(What to work on):
(a) Transcribe word for word the stretch of the notes on measuring latency from "LFENCE is also" through "all that, unrealistically.".
(b) Go on with the notes on measuring latency, picking up after their final sentence.

(Reading passage):
****************

Performance notes on SMH: measuring throughput vs latency of short C++ sequences

2018-07-24T05:39:05+00:00

I think the right way to measure latency is the “make the input depend on the output approach” that you outline. After, all this is the most reflective of how a sequence of instructions will part of a latency chain in the real application (even though of course you might not be using the particular function you are testing in a back-to-back manner).

So introducing an output-to-input dependency seems to be the most realistic way to do it. You don’t necessarily have to organize for your test function to return zero: a more general way to do it is just to have a zero value in a stack variable zero (usually initialized from a zero() function which always returns zero but cannot be optimized away), then you could just do `input += output & zero` to make input depend on output. This is nice because it’s generic and usually only adds 2 instructions (cycles) to the latency (which you could perhaps cancel out if you had a calibration step).

It is also worth noting that there isn’t actually just a single latency for a function: in principle there is an I * O matrix of latencies for a function with I inputs and O outputs (often O is one – i.e., any function that returns a single scalar). Sometimes the latencies are quite different depending on which output chains to which input. This even applies at the instruction level: some functions with asymmetric arguments (non-commutative, I guess) have different latencies depending on which input operand the dependency flows though: many of the two uop instructions are like this: one operand is used by the first uop (e.g., to set up a mask or other control) and then the second uop consumes that result and the other operand: so the latency is 2 for one operand and 1 for the other.

The “forced dependency” approach lets you build the full matrix of latencies if you want.

I don’t like the lfence approach although I’ve certainly used it before. You are using the normal OoO machinery, but a special instruction that works in an unspecified way, so it’s hard to say if you are getting a true latency measurement. For example, I found that the lfence behavior was not as you might expect for short instruction sequences: e.g., a back-to-back lfence had timings of say 6 cycles, but adding a single 1-cycle intruction would increase it to 9 cycles, but then you could add more 1 cycle instructions to a dependent chain and it would say at 9 cycles until you had 4 instructions, then it jumped again, etc. So you really rely on specific uarch details and you’ll have to characterize it for each arch, because it probably changes. Also, on AMD it will probably also be quite different.

LFENCE is also a bit pessimistic when it comes to measuring latency: *every* instruction must retire, but in real code there can be some work which is not part of the dependency chain to the output (verification of conditional branches comes to mind), and in the real world this work can freely overlap between iterations, and it should be free to do so since that will happen in real life. Similarly, there can be some chains that don’t depend on the input (e.g,. loading some constants, whatever) and these should be free to execute earlier and across iterations. LFENCE blocks all that, unrealistically.

****************

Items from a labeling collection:
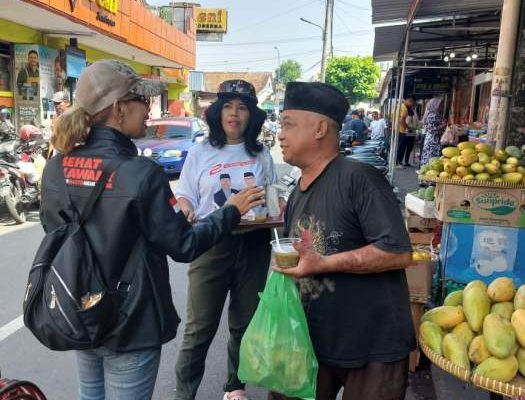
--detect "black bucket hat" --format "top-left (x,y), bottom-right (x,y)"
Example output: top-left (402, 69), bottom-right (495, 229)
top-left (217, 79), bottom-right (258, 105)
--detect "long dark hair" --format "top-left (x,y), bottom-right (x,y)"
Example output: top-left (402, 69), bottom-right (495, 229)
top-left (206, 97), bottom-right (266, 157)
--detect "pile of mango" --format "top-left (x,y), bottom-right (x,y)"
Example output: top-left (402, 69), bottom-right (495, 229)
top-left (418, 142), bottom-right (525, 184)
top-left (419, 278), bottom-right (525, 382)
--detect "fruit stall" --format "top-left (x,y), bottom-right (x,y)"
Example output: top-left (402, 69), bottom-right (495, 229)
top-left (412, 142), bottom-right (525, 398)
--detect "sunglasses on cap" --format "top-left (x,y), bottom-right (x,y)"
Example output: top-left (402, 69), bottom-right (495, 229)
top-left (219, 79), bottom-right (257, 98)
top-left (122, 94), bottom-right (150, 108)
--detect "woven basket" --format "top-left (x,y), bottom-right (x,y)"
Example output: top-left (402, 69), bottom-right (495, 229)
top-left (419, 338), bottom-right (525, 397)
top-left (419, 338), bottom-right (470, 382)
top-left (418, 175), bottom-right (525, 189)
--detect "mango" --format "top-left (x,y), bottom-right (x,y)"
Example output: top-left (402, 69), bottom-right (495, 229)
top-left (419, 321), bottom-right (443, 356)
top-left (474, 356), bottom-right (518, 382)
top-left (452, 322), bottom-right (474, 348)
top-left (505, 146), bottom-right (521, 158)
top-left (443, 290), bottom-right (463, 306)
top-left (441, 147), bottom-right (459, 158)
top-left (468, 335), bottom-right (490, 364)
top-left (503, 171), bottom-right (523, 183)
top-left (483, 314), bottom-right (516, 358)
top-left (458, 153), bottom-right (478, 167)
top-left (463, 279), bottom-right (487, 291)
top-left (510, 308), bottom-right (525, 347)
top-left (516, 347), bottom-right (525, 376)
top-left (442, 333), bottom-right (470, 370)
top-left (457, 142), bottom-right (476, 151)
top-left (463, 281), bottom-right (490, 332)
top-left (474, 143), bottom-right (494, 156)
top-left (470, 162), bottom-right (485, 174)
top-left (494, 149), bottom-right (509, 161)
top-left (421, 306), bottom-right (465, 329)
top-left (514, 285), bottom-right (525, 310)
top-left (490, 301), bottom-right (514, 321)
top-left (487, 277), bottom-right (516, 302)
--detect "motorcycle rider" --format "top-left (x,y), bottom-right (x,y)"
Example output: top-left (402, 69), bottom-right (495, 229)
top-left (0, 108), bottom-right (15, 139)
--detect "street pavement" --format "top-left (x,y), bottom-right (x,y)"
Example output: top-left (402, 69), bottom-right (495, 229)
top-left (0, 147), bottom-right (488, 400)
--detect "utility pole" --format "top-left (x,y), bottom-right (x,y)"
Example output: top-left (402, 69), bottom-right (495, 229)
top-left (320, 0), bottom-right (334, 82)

****************

(Responses):
(a)
LFENCE is also a bit pessimistic when it comes to measuring latency: *every* instruction must retire, but in real code there can be some work which is not part of the dependency chain to the output (verification of conditional branches comes to mind), and in the real world this work can freely overlap between iterations, and it should be free to do so since that will happen in real life. Similarly, there can be some chains that don’t depend on the input (e.g,. loading some constants, whatever) and these should be free to execute earlier and across iterations. LFENCE blocks all that, unrealistically.

(b)
You mention, I think, that latency is always at least as long as (inverse) throughput, but there are actually interesting counter-examples. I want to nit-pick that :). At the instruction level, you have the x86 shl/shr instructions:

https://www.agner.org/optimize/blog/read.php?i=860&v=t

At the function level you can get this effect too: when enough work to do, but short dependency chains such that latency can be less than the throughput. Consider for example a function like:

int foo(int x) {
if (x == 42) return 1;
if (x == 52) return 2;
if (x == 62) return 3;
return x;
}

It checks its input against 3 values, with the branches (usually) not taken and if no match just returns its argument. This will can be simply implemented as something like mov eax, edi for the fall-through case and 3 cmp/je pairs for the 3 checks. The checks don’t participate in the data dependency chain latency chain, so this function usually has a latency of 0 cycle (mov elimination worked) or 1 cycle (didn’t work), but the throughput is worse than that since you can only check 2 untaken branches a cycle, so the throughput is at best 1.5 cycles/iteration.

Of course, you can’t *sustain* a latency of 0 or 1, back-to-back, since you’ll hit the throughput bottleneck, but the properly defined latency still is truly 0 or 1 (indeed, real code will probably not run this back-to-back so there will free slots and you might achieve the 0/1 latency), and you can additionally distinguish something like the “steady state” latency as you mention at the end, which caps the latency based on the throughput. Which one you measure in a benchmark depends on the design: in the case where you have a couple cycles of instructions to create the fake dependency, you get enough free slots to measure 0/1 after calibration, but if you don’t have those you’ll measure a higher one.

LikeLike

2018-07-24T10:26:24+00:00

Thanks for this comment. I was not previously aware of the SHL/SHR example and hadn’t reasoned through the concept of the cases where latency is actually better than reciprocal throughput. It seems like an exotic case but it’s well worth thinking through.

I’m not a big fan of LFENCE either. I think the problem of forcing dependency will rapidly turn into a gigantic pain if there are multiple inputs and outputs, so it’s probably safe to say that trying to benchmark complex functions for latency at a very fine grain is tough. I think you might need to introduce multiple forced dependencies to deal with a function that has multiple inputs and outputs. At some point it becomes an approximation game and the best approach is probably to try a bunch of different methodologies and establish that they aren’t too insanely divergent (IACA, LFENCE, forced dependencies and, probably, scrawling little pictures of dependency graphs and likely port assignments on paper and hoping for the best).

LikeLike

2018-07-25T02:05:48+00:00

Yeah, it is relatively exotic – mostly because with an execution width of 4 it’s hard to arrange with just plain instructions which all contribute to the output. You can do it though: consider a tree of single latency instructions, e.g., N inputs combined pair-wise into N/2 outputs and so on until you get one output (e.g., a function that simply adds together all inputs, tournament-style). This has N-1 add operations but only has latency lg(N), so for N = 32 you have 31 add ops, which takes at 7.75 cycles inverse throughput, but the latency is only 5. Of course, x86 doesn’t have 32 scalar registers, so it gets a bit more complicated to actually write a working example (it’s easier if you use instructions that execute on fewer than 4 units, since then you have a lower throughput bar to clear).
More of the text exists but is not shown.